PROBLEM TO SOLVE: Write out every line of the listing below word for word, leaving out the picture references.
---- RECORD EXCERPTS
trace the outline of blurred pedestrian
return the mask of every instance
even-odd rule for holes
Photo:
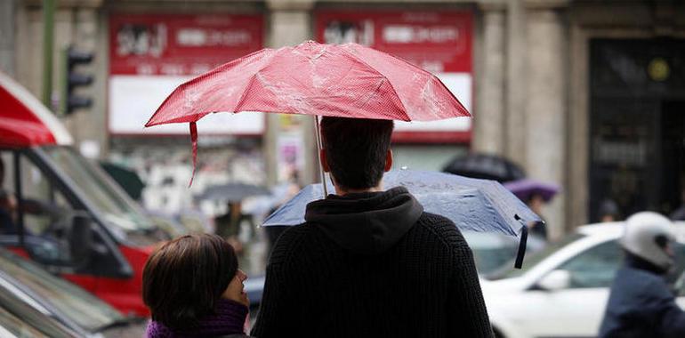
[[[685,312],[665,279],[674,263],[673,228],[652,212],[625,221],[625,262],[611,286],[600,338],[685,337]]]
[[[221,237],[185,235],[157,249],[145,264],[142,298],[149,338],[246,337],[249,300],[233,248]]]
[[[491,337],[473,255],[403,187],[383,191],[392,121],[323,117],[335,194],[310,203],[267,267],[261,338]]]
[[[685,221],[685,177],[681,181],[684,182],[681,190],[681,205],[669,215],[673,221]]]
[[[226,207],[226,213],[214,218],[214,233],[225,238],[233,246],[238,255],[242,255],[245,251],[241,240],[243,222],[247,223],[247,229],[254,229],[254,222],[252,216],[243,213],[240,201],[230,201]]]
[[[544,240],[547,240],[547,226],[542,216],[543,205],[545,204],[544,198],[540,194],[530,194],[526,205],[540,217],[540,221],[532,221],[528,224],[530,234],[536,236]]]
[[[600,221],[611,222],[620,220],[618,205],[611,198],[606,198],[600,205]]]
--------
CORRECT ANSWER:
trace the outline of blurred pedestrian
return the mask of every instance
even-odd rule for holes
Photo:
[[[685,312],[665,279],[674,263],[673,228],[652,212],[625,221],[625,262],[611,286],[600,338],[685,337]]]
[[[221,237],[185,235],[157,249],[145,264],[142,298],[149,338],[246,337],[249,300],[233,248]]]
[[[491,337],[473,255],[403,187],[383,191],[392,121],[323,117],[335,194],[310,203],[267,267],[261,338]]]
[[[685,221],[685,177],[681,181],[684,182],[681,190],[681,205],[669,215],[673,221]]]
[[[226,207],[226,213],[214,218],[214,233],[225,238],[233,246],[238,255],[242,255],[245,251],[241,240],[243,222],[247,223],[247,229],[254,229],[254,222],[252,216],[243,213],[240,201],[230,201]]]
[[[544,240],[547,240],[547,226],[542,216],[543,205],[545,204],[544,198],[540,194],[530,194],[526,205],[540,217],[540,221],[532,221],[528,224],[530,234],[536,236]]]
[[[600,221],[611,222],[620,220],[618,205],[611,198],[606,198],[600,205]]]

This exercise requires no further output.